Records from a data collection
----------------------------------------

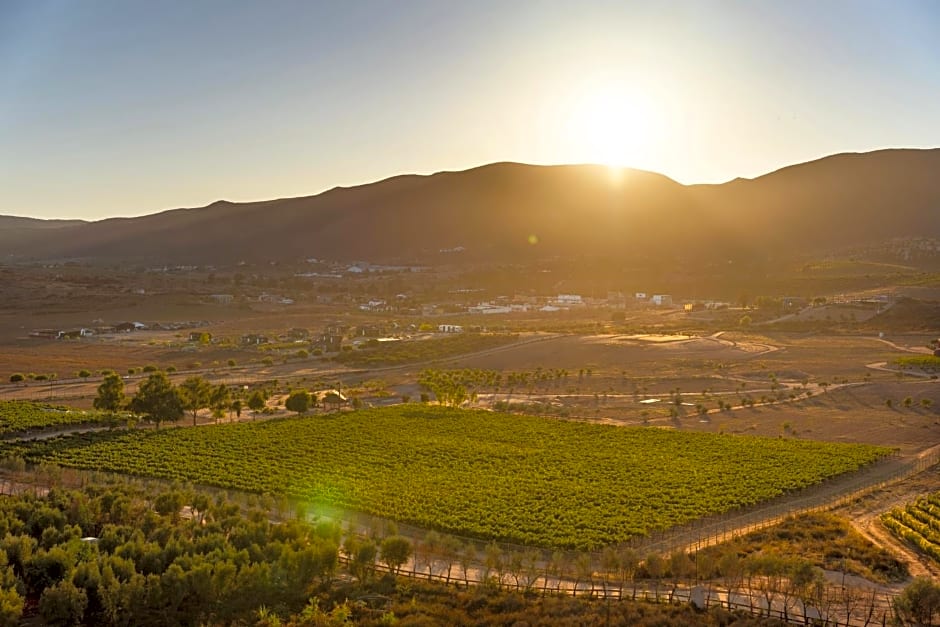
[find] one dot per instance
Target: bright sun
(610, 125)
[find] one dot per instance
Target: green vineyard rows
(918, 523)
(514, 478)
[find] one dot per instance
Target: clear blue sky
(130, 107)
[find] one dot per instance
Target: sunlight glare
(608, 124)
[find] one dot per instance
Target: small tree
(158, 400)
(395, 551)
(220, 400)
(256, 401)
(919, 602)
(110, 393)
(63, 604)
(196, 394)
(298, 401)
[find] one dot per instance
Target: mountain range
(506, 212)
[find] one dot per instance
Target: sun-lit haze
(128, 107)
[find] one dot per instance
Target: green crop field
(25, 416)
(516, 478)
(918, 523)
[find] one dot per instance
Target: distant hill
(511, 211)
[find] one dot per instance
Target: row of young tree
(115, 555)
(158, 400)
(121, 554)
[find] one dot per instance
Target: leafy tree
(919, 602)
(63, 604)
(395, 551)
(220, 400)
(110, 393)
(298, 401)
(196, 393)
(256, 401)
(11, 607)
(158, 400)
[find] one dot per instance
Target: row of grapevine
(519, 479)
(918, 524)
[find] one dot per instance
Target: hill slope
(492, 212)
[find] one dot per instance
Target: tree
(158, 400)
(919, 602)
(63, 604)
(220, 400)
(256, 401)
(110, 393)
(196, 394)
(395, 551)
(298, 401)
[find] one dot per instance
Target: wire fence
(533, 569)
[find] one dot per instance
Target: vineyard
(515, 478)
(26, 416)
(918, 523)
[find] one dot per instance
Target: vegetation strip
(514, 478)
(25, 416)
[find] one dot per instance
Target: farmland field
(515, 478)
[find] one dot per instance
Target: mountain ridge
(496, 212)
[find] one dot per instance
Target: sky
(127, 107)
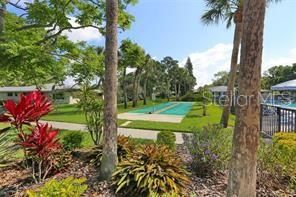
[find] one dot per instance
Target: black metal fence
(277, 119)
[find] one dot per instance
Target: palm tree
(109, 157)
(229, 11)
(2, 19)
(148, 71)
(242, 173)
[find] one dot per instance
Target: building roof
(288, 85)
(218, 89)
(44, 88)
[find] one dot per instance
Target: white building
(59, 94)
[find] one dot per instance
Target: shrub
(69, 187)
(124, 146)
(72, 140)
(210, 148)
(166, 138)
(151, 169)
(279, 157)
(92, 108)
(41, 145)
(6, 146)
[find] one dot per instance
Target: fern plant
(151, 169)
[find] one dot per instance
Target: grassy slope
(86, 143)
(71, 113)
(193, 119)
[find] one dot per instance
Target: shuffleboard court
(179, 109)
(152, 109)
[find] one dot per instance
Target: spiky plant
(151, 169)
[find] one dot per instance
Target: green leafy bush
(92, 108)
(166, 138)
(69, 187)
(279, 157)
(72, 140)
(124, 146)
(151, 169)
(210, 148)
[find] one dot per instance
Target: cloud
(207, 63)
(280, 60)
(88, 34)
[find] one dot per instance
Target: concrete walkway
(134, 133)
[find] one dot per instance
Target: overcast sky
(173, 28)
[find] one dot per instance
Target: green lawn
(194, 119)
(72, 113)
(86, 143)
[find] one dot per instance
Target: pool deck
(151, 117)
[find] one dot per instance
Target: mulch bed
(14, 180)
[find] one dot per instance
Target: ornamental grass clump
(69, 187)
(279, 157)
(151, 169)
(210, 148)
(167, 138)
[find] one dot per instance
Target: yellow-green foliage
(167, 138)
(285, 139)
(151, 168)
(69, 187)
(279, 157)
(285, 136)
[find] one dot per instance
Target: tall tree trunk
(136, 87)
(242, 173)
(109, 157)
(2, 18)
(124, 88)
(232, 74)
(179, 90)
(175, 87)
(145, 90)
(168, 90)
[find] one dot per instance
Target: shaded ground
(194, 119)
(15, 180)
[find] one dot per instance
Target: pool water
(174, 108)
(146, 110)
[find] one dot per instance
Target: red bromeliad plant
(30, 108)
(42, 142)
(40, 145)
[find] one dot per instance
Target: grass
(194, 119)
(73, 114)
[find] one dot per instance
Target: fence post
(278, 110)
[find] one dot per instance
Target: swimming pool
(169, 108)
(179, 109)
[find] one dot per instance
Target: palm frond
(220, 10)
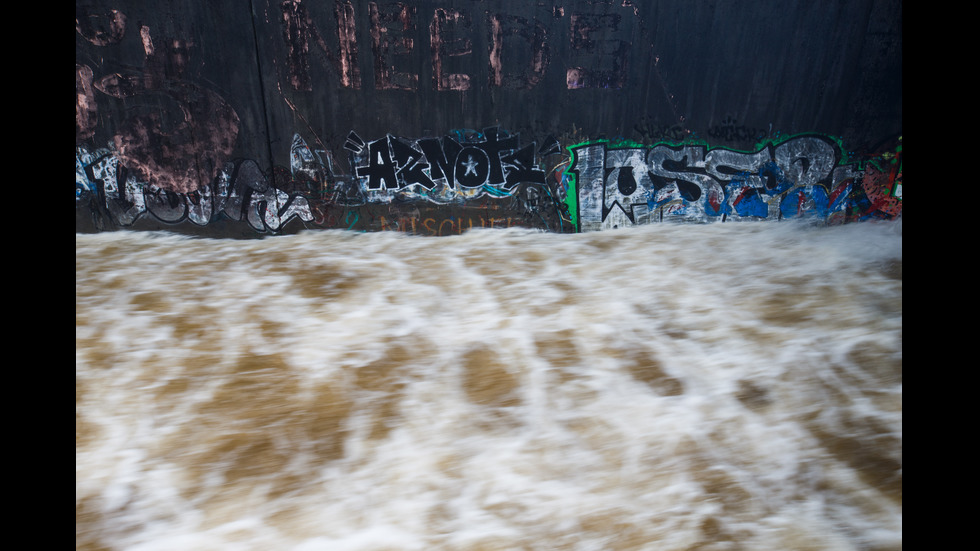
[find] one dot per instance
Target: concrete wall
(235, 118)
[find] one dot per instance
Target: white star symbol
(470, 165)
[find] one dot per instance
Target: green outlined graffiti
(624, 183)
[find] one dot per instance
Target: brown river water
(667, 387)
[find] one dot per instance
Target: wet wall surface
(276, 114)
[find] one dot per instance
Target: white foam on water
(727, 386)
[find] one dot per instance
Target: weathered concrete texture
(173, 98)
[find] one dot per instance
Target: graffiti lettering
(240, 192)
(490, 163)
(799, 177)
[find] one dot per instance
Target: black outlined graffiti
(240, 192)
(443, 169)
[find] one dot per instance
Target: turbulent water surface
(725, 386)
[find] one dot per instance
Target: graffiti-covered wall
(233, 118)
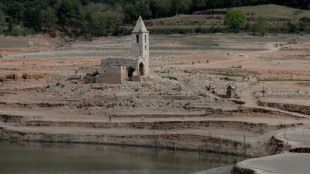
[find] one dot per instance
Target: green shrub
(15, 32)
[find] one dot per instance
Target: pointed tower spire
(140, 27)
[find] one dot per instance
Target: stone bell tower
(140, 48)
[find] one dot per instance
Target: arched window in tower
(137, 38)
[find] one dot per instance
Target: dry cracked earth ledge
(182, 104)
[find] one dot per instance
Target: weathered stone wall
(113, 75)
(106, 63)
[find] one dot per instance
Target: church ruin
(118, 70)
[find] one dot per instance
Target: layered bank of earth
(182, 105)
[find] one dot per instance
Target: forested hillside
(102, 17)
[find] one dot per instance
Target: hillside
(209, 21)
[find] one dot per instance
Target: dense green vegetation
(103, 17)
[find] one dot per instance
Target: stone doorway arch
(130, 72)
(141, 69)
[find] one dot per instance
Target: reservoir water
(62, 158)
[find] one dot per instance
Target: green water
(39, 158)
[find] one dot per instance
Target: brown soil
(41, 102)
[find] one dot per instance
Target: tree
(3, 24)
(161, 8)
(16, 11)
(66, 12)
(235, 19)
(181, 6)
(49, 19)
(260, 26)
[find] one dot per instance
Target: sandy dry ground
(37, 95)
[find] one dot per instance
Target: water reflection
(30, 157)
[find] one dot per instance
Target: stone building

----------------------------------------

*TASK DESCRIPTION*: Reproduce every entry above exactly, and omit the pictures.

*EXERCISE ANSWER*:
[find] one dot per instance
Target: bright sun
(610, 125)
[find] one dot per instance
Target: green vineyard rows
(918, 523)
(514, 478)
[find] one dot per instance
Target: clear blue sky
(130, 107)
[find] one dot per instance
Target: sunlight glare
(608, 124)
[find] one dot per instance
Target: small tree
(158, 400)
(395, 551)
(220, 400)
(256, 401)
(919, 602)
(110, 393)
(63, 604)
(196, 394)
(298, 401)
[find] one dot per instance
Target: mountain range
(506, 212)
[find] one dot per instance
Target: sun-lit haze
(128, 107)
[find] one dot per instance
Target: green crop field
(25, 416)
(516, 478)
(918, 523)
[find] one dot per instance
Target: distant hill
(511, 211)
[find] one dot per instance
Target: row of young tree
(115, 555)
(158, 400)
(121, 554)
[find] one dot per instance
Target: leafy tree
(919, 602)
(63, 604)
(395, 551)
(220, 400)
(110, 393)
(298, 401)
(196, 393)
(256, 401)
(11, 607)
(158, 400)
[find] one dot per instance
Target: row of grapevine
(519, 479)
(918, 524)
[find] one dot per instance
Target: hill slope
(492, 212)
[find] one dot per instance
Target: tree
(158, 400)
(919, 602)
(63, 604)
(220, 400)
(256, 401)
(110, 393)
(196, 394)
(395, 551)
(298, 401)
[find] one dot per instance
Target: wire fence
(533, 569)
[find] one dot per instance
Target: vineyard
(515, 478)
(26, 416)
(918, 523)
[find] one dot per instance
Target: vegetation strip
(514, 478)
(25, 416)
[find] one dot per instance
Target: farmland field
(515, 478)
[find] one dot per instance
Target: mountain ridge
(496, 212)
[find] one dot per instance
Target: sky
(127, 107)
[find] one dot per instance
Target: black metal fence
(277, 119)
[find] one dot per instance
Target: palm tree
(109, 157)
(229, 11)
(2, 19)
(148, 71)
(242, 173)
[find] one dot per instance
Target: building roof
(288, 85)
(218, 89)
(44, 88)
[find] one dot per instance
Target: white building
(59, 94)
[find] one dot per instance
Target: shrub
(69, 187)
(124, 146)
(72, 140)
(210, 148)
(166, 138)
(151, 169)
(279, 157)
(92, 108)
(41, 145)
(6, 146)
[find] one dot per instance
Target: fern plant
(151, 169)
[find] one dot per instance
Target: grassy slope
(86, 143)
(71, 113)
(193, 119)
[find] one dot per instance
Target: shuffleboard court
(179, 109)
(152, 109)
[find] one dot per instance
Target: spiky plant
(151, 169)
[find] one dot per instance
Target: green leafy bush
(92, 108)
(166, 138)
(69, 187)
(279, 157)
(72, 140)
(124, 146)
(151, 169)
(210, 148)
[find] one dot per instance
Target: cloud
(207, 63)
(280, 60)
(88, 34)
[find] one dot per instance
Target: concrete walkway
(134, 133)
[find] one dot per instance
Target: overcast sky
(173, 28)
[find] one dot per instance
Target: green lawn
(194, 119)
(72, 113)
(86, 143)
[find] one dot per instance
Target: pool deck
(151, 117)
[find] one dot per instance
Target: mulch bed
(14, 180)
[find] one dot per instance
Target: ornamental grass clump
(69, 187)
(279, 157)
(151, 169)
(210, 148)
(167, 138)
[find] one dot per instance
Target: yellow-green foliage
(167, 138)
(285, 139)
(151, 168)
(69, 187)
(279, 157)
(285, 136)
[find] one dot per instance
Target: tall tree trunk
(136, 87)
(242, 173)
(109, 157)
(2, 18)
(124, 88)
(232, 74)
(179, 90)
(175, 87)
(145, 90)
(168, 90)
[find] one dot per instance
Target: shaded ground
(194, 119)
(15, 180)
[find] one dot per instance
Target: pool water
(174, 108)
(146, 110)
[find] one dot per instance
Target: red bromeliad plant
(30, 108)
(42, 142)
(40, 145)
[find] one dot per instance
Target: grass
(194, 119)
(73, 114)
[find] one dot per instance
Target: fence post
(278, 110)
[find] one dot per instance
Target: swimming pool
(169, 108)
(179, 109)
[find] one dot per instance
Target: palm frond
(220, 10)
[find] one dot per instance
Target: concrete wall
(235, 118)
[find] one dot per instance
Target: white star symbol
(470, 165)
[find] one dot per instance
Target: green outlined graffiti
(624, 183)
[find] one dot per instance
Target: brown river water
(667, 387)
[find] one dot per instance
Target: wet wall surface
(276, 114)
[find] one dot per instance
Target: white foam on water
(727, 386)
[find] one dot per instance
Target: weathered concrete texture
(173, 98)
[find] one dot per instance
Target: graffiti lettering
(240, 192)
(490, 163)
(799, 177)
[find] one dot per instance
Target: black outlined graffiti
(240, 192)
(443, 169)
[find] one dot per instance
Target: turbulent water surface
(725, 386)
[find] one dot per instance
Target: graffiti-covered wall
(233, 118)
[find] one dot per instance
Target: green shrub
(15, 32)
[find] one dot per instance
Target: pointed tower spire
(140, 27)
[find] one dot per instance
Target: stone bell tower
(140, 48)
[find] one dot per instance
Target: arched window in tower
(137, 38)
[find] one dot per instance
Target: dry cracked earth ledge
(182, 104)
[find] one dot per instance
Target: weathered stone wall
(113, 75)
(106, 63)
[find] one dot per instance
Target: church ruin
(118, 70)
[find] one dot per instance
Target: layered bank of earth
(182, 105)
[find] one dot per instance
Target: forested hillside
(102, 17)
[find] one dot per instance
Target: hillside
(209, 21)
[find] one dot per instance
Target: dense green vegetation
(103, 17)
[find] one dot per instance
Target: stone doorway arch
(130, 72)
(141, 69)
[find] one dot per instance
Target: reservoir water
(62, 158)
[find] one dot per instance
Target: green water
(39, 158)
[find] one dot per instance
Target: brown soil
(41, 102)
[find] one dot per instance
Target: tree
(3, 24)
(161, 8)
(16, 11)
(66, 12)
(235, 19)
(181, 6)
(49, 19)
(260, 26)
[find] one dot per instance
Target: sandy dry ground
(37, 95)
[find] one dot per instance
Target: water reflection
(30, 157)
[find] one dot per instance
Target: stone building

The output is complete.